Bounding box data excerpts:
* * * *
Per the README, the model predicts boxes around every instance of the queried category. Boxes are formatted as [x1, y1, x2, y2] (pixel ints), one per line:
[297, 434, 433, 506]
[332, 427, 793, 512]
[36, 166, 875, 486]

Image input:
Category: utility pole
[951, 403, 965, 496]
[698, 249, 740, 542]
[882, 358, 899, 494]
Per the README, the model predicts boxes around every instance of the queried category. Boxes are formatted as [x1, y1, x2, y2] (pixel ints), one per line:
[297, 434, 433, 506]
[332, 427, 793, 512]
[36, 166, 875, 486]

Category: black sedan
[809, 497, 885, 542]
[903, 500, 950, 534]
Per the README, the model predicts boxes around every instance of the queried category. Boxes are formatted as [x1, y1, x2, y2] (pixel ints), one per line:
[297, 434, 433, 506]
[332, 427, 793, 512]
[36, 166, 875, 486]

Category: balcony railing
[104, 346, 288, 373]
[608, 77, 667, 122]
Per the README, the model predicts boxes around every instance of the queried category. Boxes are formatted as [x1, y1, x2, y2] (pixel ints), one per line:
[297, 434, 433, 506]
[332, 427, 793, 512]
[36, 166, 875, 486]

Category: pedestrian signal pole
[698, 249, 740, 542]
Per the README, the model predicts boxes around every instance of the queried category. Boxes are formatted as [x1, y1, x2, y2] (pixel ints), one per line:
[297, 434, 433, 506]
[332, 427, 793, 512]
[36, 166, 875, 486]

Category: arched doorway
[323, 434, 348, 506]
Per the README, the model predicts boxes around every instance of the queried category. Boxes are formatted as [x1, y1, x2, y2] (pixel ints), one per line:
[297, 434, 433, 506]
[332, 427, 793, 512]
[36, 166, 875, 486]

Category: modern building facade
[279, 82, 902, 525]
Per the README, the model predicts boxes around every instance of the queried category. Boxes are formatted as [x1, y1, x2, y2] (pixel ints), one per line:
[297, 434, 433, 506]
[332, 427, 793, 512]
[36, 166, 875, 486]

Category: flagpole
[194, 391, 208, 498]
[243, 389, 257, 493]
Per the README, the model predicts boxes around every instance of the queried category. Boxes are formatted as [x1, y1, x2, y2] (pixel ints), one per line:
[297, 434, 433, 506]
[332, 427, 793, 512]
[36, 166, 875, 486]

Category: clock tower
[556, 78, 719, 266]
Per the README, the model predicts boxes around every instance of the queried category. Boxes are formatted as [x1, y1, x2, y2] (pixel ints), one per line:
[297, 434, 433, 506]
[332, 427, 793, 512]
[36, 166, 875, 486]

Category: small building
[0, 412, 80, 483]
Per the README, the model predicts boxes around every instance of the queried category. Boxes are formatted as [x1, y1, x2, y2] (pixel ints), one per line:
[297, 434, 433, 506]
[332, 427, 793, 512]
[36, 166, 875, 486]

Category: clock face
* * * *
**DIRECTIONS:** Can you arrange all the lines of the records above as a numbered list, skipping the blank lines?

**TASK ANSWER:**
1. Per the README, the model predicts boxes around every instance of the queried category. Boxes are formatted as [x1, y1, x2, y2] (pixel ints), one per line:
2. [297, 434, 433, 506]
3. [332, 427, 793, 512]
4. [36, 166, 875, 486]
5. Image input:
6. Category: utility pole
7. [951, 403, 965, 496]
8. [698, 249, 740, 542]
9. [882, 358, 899, 494]
10. Per the README, the model predicts boxes around every instance of the queried category. Boxes are formatted as [x1, y1, x2, y2] (pixel ints), one per line:
11. [297, 434, 433, 506]
12. [332, 427, 793, 512]
13. [36, 166, 875, 486]
14. Category: black sedan
15. [809, 497, 885, 542]
16. [903, 500, 950, 534]
17. Per the README, the model predicts boxes around every instance of the queried category. Boxes are formatted as [x1, y1, x2, y2] (pixel ints), one per line:
18. [297, 434, 433, 506]
19. [332, 427, 793, 512]
20. [36, 166, 875, 486]
21. Category: balcony railing
22. [104, 346, 288, 373]
23. [608, 77, 667, 122]
24. Per the README, the model predicts boxes around every instance of the queried category. Boxes are formatted as [x1, y1, x2, y2] (pixel ints), one per line:
25. [297, 434, 433, 506]
26. [332, 427, 793, 512]
27. [36, 166, 875, 486]
28. Category: pedestrian signal pole
29. [698, 249, 740, 542]
30. Per the README, the model predicts boxes around every instance of the queried category. Boxes are formatted as [x1, y1, x2, y2] (pixel ints), one per line:
31. [297, 434, 433, 506]
32. [332, 427, 793, 512]
33. [36, 166, 875, 486]
34. Category: arched doorway
35. [323, 434, 348, 506]
36. Per the README, the model predicts boxes around every instance of the queried category. Boxes are formatted as [x1, y1, x2, y2] (pixel ints), one per line:
37. [297, 434, 433, 506]
38. [332, 427, 793, 512]
39. [36, 166, 875, 486]
40. Category: modern building facade
41. [279, 82, 902, 525]
42. Per the README, the model predicts boxes around every instance of the queried category. Boxes are formatted as [x1, y1, x2, y2] (pixel ints), one per line:
43. [297, 434, 433, 506]
44. [332, 427, 793, 512]
45. [36, 166, 875, 486]
46. Category: flagpole
47. [194, 391, 208, 498]
48. [243, 389, 257, 493]
49. Per the README, the model predicts boxes around every instance of the queried category. Boxes are formatted as [x1, y1, x2, y2] (pixel ints), one per line:
50. [297, 434, 433, 506]
51. [332, 427, 793, 512]
52. [36, 166, 875, 486]
53. Category: clock tower
54. [556, 78, 719, 266]
55. Per the README, the model predicts boxes around every instance of the queried category. Boxes are formatted as [x1, y1, x2, y2] (pixel ints), one per line:
56. [297, 434, 433, 506]
57. [332, 427, 793, 512]
58. [36, 166, 875, 486]
59. Category: small building
60. [0, 412, 80, 483]
61. Per the README, the model predicts boxes around every instance of the queried category. Boxes are formatted as [x1, y1, x2, y2] (pixel ints), one per line:
62. [297, 434, 433, 506]
63. [332, 427, 793, 512]
64. [36, 166, 875, 486]
65. Category: clock face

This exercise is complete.